**Input data**.
------------------------------------------------

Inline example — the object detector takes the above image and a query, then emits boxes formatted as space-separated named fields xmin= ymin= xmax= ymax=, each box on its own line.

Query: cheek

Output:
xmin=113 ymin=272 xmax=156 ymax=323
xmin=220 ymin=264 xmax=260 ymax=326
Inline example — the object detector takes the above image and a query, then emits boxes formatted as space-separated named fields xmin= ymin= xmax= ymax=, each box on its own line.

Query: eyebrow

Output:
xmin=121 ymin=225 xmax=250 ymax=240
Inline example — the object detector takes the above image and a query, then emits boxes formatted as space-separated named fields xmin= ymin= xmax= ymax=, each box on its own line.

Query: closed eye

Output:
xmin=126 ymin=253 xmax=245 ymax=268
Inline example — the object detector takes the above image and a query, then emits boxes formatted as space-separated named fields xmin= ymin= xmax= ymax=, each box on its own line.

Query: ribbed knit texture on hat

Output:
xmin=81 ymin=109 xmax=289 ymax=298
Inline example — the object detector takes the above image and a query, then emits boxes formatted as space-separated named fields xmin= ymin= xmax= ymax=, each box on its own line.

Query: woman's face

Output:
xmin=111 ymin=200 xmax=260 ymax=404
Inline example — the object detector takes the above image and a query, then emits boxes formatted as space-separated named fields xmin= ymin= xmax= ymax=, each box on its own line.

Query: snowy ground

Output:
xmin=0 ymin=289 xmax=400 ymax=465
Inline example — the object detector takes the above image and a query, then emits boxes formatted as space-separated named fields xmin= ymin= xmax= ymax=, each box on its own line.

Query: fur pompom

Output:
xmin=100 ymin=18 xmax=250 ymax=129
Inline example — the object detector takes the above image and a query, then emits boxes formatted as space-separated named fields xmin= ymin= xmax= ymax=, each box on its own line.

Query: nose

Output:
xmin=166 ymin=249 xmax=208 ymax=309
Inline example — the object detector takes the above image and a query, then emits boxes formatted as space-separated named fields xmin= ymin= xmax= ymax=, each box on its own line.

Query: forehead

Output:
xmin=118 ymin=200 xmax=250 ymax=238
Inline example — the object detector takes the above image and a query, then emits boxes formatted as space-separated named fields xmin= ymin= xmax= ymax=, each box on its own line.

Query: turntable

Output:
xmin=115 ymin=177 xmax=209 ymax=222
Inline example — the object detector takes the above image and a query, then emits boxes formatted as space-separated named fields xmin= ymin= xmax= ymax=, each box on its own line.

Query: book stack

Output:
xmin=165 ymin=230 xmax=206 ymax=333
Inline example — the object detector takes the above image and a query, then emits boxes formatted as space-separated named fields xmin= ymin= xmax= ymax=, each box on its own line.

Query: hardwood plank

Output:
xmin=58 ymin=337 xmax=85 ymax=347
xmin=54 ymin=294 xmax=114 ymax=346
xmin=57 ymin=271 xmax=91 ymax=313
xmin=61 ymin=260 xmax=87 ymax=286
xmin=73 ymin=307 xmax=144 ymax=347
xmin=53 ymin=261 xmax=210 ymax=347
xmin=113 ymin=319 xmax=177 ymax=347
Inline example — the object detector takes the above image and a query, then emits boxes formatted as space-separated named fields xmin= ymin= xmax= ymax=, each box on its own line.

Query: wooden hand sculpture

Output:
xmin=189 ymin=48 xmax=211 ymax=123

------------------------------------------------

**What to produce**. Write out the stretch of the records from the start through the line containing "xmin=111 ymin=200 xmax=260 ymax=404", both ends included, and keep every request as it is. In the answers, multiply each box coordinate by 1.55 and round it to a whole number, with halves rounded up.

**Result below**.
Inline example — the object detector takes the above image and a query, then emits boxes formatted as space-separated named fields xmin= ymin= xmax= ymax=, each box on its own line.

Query: cheek

Output:
xmin=175 ymin=422 xmax=242 ymax=501
xmin=341 ymin=409 xmax=403 ymax=505
Inline example — the object detector takes the above image and a query, then emits boxes formatted as space-separated named fields xmin= ymin= xmax= ymax=, each box on its own line.

Query: eyebrow

Output:
xmin=188 ymin=349 xmax=388 ymax=372
Inline example — the object detector takes the above image and a query, then emits boxes formatted as space-separated named fields xmin= ymin= xmax= ymax=, each box on its own line.

Query: closed eye

Output:
xmin=195 ymin=392 xmax=380 ymax=415
Inline example — the object detector takes the above image and a query, then emits boxes formatted as space-separated named fields xmin= ymin= xmax= ymax=, each box on its own line.

Query: ribbed knit texture on hat

Output:
xmin=126 ymin=169 xmax=448 ymax=462
Inline example — the object detector takes the above image and a query, then emits boxes formatted as space-separated named fields xmin= ymin= xmax= ymax=, each box on its own line.

Query: woman's face

Output:
xmin=172 ymin=310 xmax=403 ymax=626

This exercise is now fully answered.